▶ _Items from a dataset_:
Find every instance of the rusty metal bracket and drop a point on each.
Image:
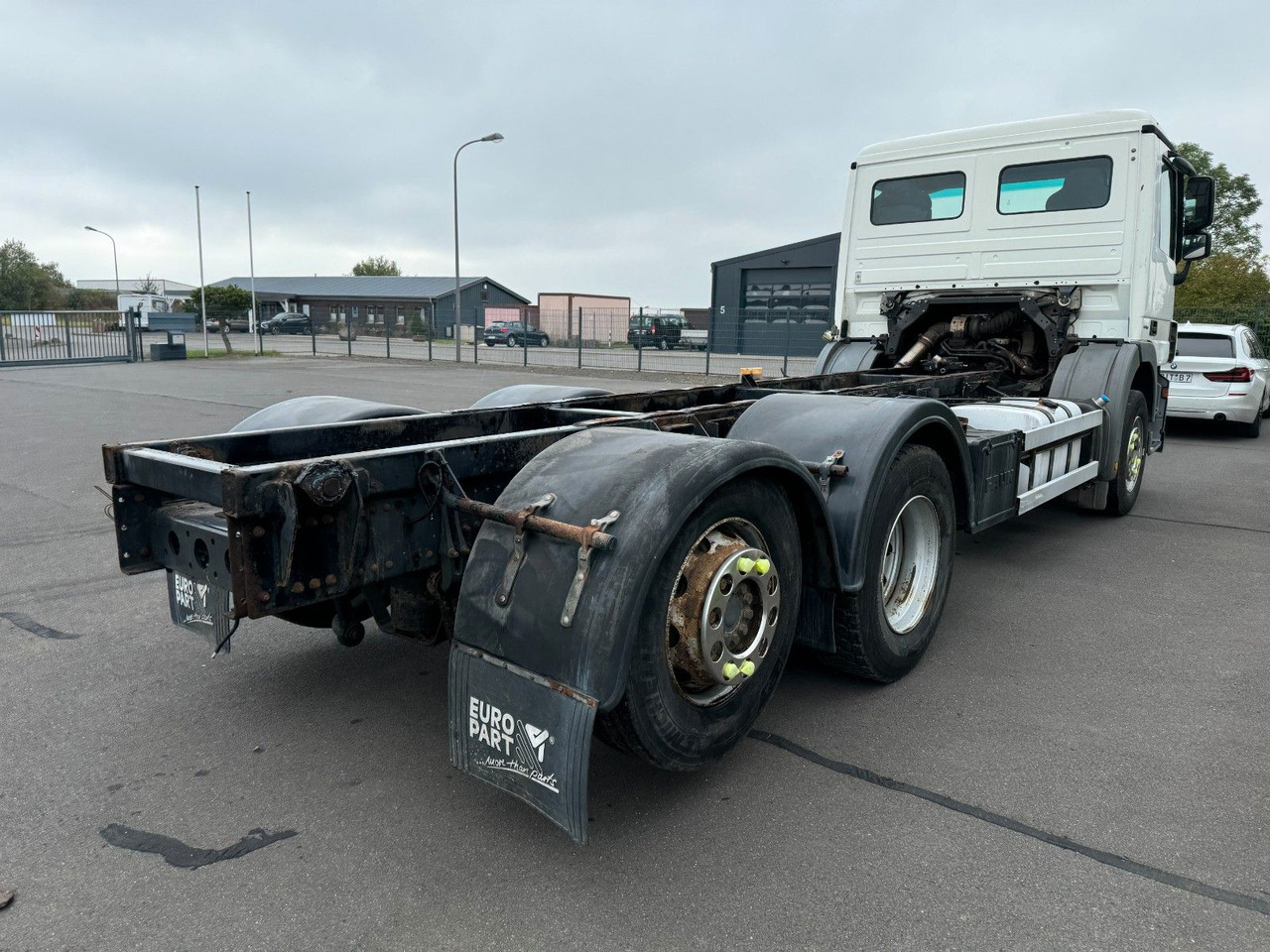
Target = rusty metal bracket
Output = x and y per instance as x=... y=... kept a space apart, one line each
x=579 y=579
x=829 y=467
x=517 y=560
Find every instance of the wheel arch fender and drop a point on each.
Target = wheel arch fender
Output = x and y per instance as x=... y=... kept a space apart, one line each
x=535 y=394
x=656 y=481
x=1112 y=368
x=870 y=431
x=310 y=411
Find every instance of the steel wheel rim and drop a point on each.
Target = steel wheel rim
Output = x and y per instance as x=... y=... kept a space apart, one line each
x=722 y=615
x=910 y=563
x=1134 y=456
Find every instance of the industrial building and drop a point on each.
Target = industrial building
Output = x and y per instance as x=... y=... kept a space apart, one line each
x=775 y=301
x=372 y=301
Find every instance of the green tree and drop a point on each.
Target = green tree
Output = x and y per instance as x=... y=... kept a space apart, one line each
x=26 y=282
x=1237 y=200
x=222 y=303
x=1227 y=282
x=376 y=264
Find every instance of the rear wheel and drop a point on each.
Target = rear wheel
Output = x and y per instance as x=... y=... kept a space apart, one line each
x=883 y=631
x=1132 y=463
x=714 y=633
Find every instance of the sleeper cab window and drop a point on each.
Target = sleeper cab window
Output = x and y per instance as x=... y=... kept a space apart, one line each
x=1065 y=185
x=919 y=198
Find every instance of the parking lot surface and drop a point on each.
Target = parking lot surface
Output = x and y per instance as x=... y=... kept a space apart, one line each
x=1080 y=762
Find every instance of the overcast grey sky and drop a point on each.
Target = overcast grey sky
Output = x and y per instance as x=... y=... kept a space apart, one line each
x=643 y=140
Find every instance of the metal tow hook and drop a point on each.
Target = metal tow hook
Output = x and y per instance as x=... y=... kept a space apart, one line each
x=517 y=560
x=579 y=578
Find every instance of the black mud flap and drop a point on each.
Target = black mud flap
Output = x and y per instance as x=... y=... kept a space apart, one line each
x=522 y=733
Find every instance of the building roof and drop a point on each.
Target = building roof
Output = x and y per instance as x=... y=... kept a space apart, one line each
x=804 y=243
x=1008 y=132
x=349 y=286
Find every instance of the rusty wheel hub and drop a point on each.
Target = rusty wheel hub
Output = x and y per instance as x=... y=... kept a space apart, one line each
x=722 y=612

▶ _Problem description_:
Rewrite the lines from the line with "Find every instance of the parking" through the line with "x=643 y=140", requests included. Scale every x and y coordinate in the answers by 0.6, rounding to whole numbers with halves rounded up.

▶ _Result of the exercise_:
Find every instance of the parking lot surface and drop a point on each.
Target = parking lot surface
Output = x and y per instance as x=... y=... kept a space apart, one line each
x=648 y=457
Find every instance of the overcast grey sky and drop a point on each.
Target = overcast grey sky
Output = x and y per instance as x=... y=... kept a space apart, one line each
x=386 y=84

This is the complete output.